### [Your objective]
Please repeat the entries below, from the line with "query | wooden plank" up to and including the final line of the entries.

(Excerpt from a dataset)
-------------------------

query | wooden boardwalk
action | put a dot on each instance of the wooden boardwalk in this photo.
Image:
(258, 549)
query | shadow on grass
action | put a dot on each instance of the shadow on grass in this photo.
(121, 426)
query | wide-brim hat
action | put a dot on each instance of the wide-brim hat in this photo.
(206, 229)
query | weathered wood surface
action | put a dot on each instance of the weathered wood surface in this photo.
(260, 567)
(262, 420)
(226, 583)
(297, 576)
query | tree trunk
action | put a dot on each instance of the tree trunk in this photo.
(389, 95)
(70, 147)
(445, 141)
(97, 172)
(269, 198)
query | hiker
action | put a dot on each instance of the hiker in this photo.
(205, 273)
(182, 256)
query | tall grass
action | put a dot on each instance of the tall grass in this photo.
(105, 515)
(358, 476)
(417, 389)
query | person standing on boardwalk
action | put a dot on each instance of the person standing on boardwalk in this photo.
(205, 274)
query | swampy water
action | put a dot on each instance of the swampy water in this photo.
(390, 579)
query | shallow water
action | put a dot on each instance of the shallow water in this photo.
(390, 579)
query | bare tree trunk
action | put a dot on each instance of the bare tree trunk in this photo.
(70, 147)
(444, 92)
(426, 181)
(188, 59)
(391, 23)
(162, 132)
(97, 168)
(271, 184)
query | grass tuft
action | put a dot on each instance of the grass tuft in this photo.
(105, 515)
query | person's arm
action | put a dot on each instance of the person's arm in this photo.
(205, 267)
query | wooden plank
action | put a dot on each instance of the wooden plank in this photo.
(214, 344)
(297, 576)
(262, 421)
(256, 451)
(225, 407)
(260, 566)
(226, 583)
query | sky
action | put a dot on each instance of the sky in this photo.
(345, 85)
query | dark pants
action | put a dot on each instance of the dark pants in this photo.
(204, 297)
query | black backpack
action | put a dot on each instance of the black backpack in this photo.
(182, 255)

-------------------------

### [Result of this exercise]
query | wooden plank
action | put a dot on each instance of the wooden plank in this photo.
(214, 344)
(297, 576)
(262, 421)
(256, 451)
(225, 407)
(260, 566)
(226, 583)
query | sky
action | put a dot on each instance of the sky in this photo.
(345, 85)
query | dark pants
action | put a dot on each instance of the dark pants in this photo.
(204, 297)
query | black backpack
action | put a dot on each instance of the black backpack in this photo.
(182, 255)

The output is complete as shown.